2011/05/28(土) - 02:17
リーダージャージのリケーゼ擁するNIPPOが終始コントロールした114キロ。磐石の態勢であと50mというところでリケーゼにマシントラブル。反対側からスプリントした福田真平(愛三レーシングチーム)が畑中勇介と西谷泰治を抑え優勝。総合も手中に。
5月27日(金)、ツール・ド・熊野第1ステージが行われた。新宮駅前をパレードスタートして熊野川沿いに北上、赤木川沿いの道を往復する1周16.3kmを7周する114.1kmのコース。およそ平坦だが、折り返し部分が狭く少しのアップダウンがある。そしてスタート・フィニッシュラインまでに狭い区間&急坂でKOMを含む区間がアクセントになっている。当日は朝から雨。強くは無く小雨程度で降り続ける。
このコースは平坦に近いが狭い区間があってその都度ふるいにかけられる、実はサバイバルなもの。リーダージャージのマキシミリアーノ・リケーゼ(アルゼンチン、ダンジェロ&アンティヌッチィ・株式会社NIPPO)擁するNIPPOがどう戦うか、そして国内チームがどう立ち向かうかが見どころ。
JR新宮駅前をパレードスタート。新宮市内をパレード走行後国道168号を経由して周回コースへ。正式スタートが切られるとアタックが頻発する。始めの数キロこそアタック合戦だったが、しだいにまとまる。NIPPOが先頭を固めて速めのペースで引き続けたためだ。
他チームが散発的なアタックを繰り返すものの、NIPPOのハイペースに吸収されて成功しない。アタックされても動じないNIPPOに王者の貫禄が漂う。リーダーのリケーゼはもちろん、チームメイトに守られて集団先頭付近を走る。部分的に狭くアップダウンのあるこのコースでは、前方に位置するほうが安全でかつ、むしろ楽なのだ。

写真に基づく地点ラベル付けデータ:

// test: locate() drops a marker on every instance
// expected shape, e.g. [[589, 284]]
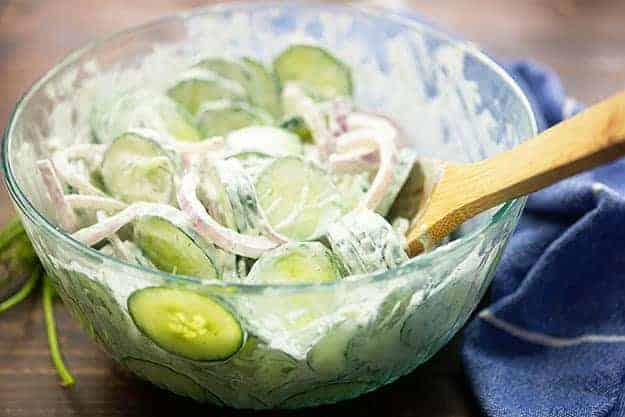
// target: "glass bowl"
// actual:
[[305, 344]]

必要な作業:
1. ツール・ド・熊野第1ステージの記事のうち、「このコースは平坦に近いが狭い」から「のペースで引き続けたためだ。」までを、両端を含めて一字一句違えずに書き写してください。
2. ツール・ド・熊野第1ステージの記事について、最後の文に続く部分を書き進めること。
この資料は本文とは別の出典から集めたものである。

期待される出力:
1.
このコースは平坦に近いが狭い区間があってその都度ふるいにかけられる、実はサバイバルなもの。リーダージャージのマキシミリアーノ・リケーゼ(アルゼンチン、ダンジェロ&アンティヌッチィ・株式会社NIPPO)擁するNIPPOがどう戦うか、そして国内チームがどう立ち向かうかが見どころ。
JR新宮駅前をパレードスタート。新宮市内をパレード走行後国道168号を経由して周回コースへ。正式スタートが切られるとアタックが頻発する。始めの数キロこそアタック合戦だったが、しだいにまとまる。NIPPOが先頭を固めて速めのペースで引き続けたためだ。

2.
1回目の山岳賞は2周目で、これはこの区間で逃げていた青柳憲輝(シマノレーシング)が1位通過。青柳も吸収されてハイペースのままNIPPOが先頭を引き続ける。
残り4周回でスプリントポイントがあり、手前で抜け出した畑中勇介(シマノレーシング)が辻善光(宇都宮ブリッツェン)を押さえ1位通過、ボーナスタイム3秒を獲得。秒差の争いではこのタイムが貴重だ。
ラスト2周になって集団は活発に。西谷泰治(愛三レーシングチーム)のアタックをきっかけにペースが上がる。それでもなお、NIPPOはそれらを淡々と吸収して最終周回へ。ここでも盛一大(愛三レーシングチーム)らがアタックしてもNIPPOが吸収していく。先頭はNIPPOが固め、特に佐野淳哉が折り返し点を過ぎて5kmくらいを先頭固定のハイペースで引き続ける。このため他チームはアタックをかけられない状況に。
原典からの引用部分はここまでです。